• Passage given
=-=-=

# lookin to get started



## cphily21 (Feb 14, 2006)

I am looking to get started in the business. I have 100,000 cash to invest and need all the help and pointers you can offer. I have taken classes on tree climbing, chain saw safety and have read many books on trees. I have always been interested in the business but never have the opportunity to get started now I have the money and am thinking about giving it a shot what do I spend my money on?? I am located in a Philadelphia suburb. And need advice on every thing from what equipment to just how to get my business started and how to make it successful


----------



## Mr_Brushcutter (Feb 14, 2006)

Business plan.
Insurance.
State arborist licence (if required).


Would be the big three things to get sorted before looking at buying any equipment.


----------



## cphily21 (Feb 14, 2006)

i am working on a plan i have already looked into Insurance and how do i find out if a State arborist licence is required


----------



## RandyS (Feb 14, 2006)

Business courses can't hurt and more courses on trees and safety.

=-=-=

Collected data:
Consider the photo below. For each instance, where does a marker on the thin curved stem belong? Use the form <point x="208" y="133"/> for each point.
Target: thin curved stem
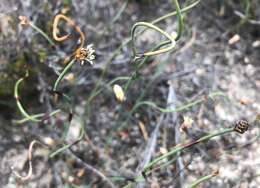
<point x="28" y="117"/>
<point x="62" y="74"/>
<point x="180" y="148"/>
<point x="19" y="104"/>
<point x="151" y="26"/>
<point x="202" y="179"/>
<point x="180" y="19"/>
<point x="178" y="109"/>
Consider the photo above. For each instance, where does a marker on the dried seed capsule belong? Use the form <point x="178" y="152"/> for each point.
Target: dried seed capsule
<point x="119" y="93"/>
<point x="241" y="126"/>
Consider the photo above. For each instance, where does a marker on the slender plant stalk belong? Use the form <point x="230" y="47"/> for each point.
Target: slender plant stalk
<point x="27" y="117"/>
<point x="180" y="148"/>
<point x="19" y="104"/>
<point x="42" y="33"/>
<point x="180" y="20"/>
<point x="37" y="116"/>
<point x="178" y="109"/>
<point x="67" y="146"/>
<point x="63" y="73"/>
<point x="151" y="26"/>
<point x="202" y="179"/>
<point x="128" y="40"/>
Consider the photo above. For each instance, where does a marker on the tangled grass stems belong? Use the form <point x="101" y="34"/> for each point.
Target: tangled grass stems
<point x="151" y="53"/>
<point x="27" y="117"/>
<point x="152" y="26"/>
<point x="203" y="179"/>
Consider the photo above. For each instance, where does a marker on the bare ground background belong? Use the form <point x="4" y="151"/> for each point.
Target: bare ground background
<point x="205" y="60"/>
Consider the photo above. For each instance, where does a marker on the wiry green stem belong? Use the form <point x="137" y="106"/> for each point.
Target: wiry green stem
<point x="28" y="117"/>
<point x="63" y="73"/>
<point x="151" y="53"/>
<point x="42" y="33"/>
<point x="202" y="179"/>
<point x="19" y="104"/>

=-=-=

• Challenges
a – Say whether each statement agrees with the thread on starting a tree business, answering yes or no and quoting the deciding words: (i) The person starting out has 100,000 in cash to invest. (ii) Mr_Brushcutter advises buying equipment before sorting out insurance. (iii) The person starting out has already looked into insurance.
b – Please write the next part of the thread on starting a tree business, carrying on the last post after its final sentence.

• Answers to the problems
a –
(i) Yes: "I have 100,000 cash to invest"
(ii) No: "Would be the big three things to get sorted before looking at buying any equipment."
(iii) Yes: "i have already looked into Insurance"

b –
How good are you at dealing with customers? Maybe a course on public speaking or something that will help in dealing with them. Being able to talk to a customer confidently and knowledgeably is a big thing.
Talk to the local SCORE chapter, they're retired executives that would love to help you.
Maybe working for someone else would be a great thing for a while. 
You're local town hall might have some answers on what licenses you need.
Good luck and let us know how you're making out.


----------



## cphily21 (Feb 14, 2006)

i have been working in sales all of my life so i feel that dealing with customers is one strong point that i have when going into this kind of work


----------



## cphily21 (Feb 14, 2006)

can some one give me a list of equiptment i will need that i can get for under 100,000


----------



## darkstar (Feb 14, 2006)

*no*

Dont do it start another buisness.:deadhorse:


----------



## Mr_Brushcutter (Feb 14, 2006)

TreeCo said:


> It all depends on your business plan.
> 
> Dan



Very true are you after removals, formal pruning, restoration, forestry and land clearance? Going to grind your own stumps or sub it out? Do you have a place to get rid of wood and/or chips?


----------



## cphily21 (Feb 14, 2006)

i am after removals, formal pruning, and yes i am Going to grind my own stumps i dont know if i have a place to get rid of wood and/or chips


----------



## cphily21 (Feb 14, 2006)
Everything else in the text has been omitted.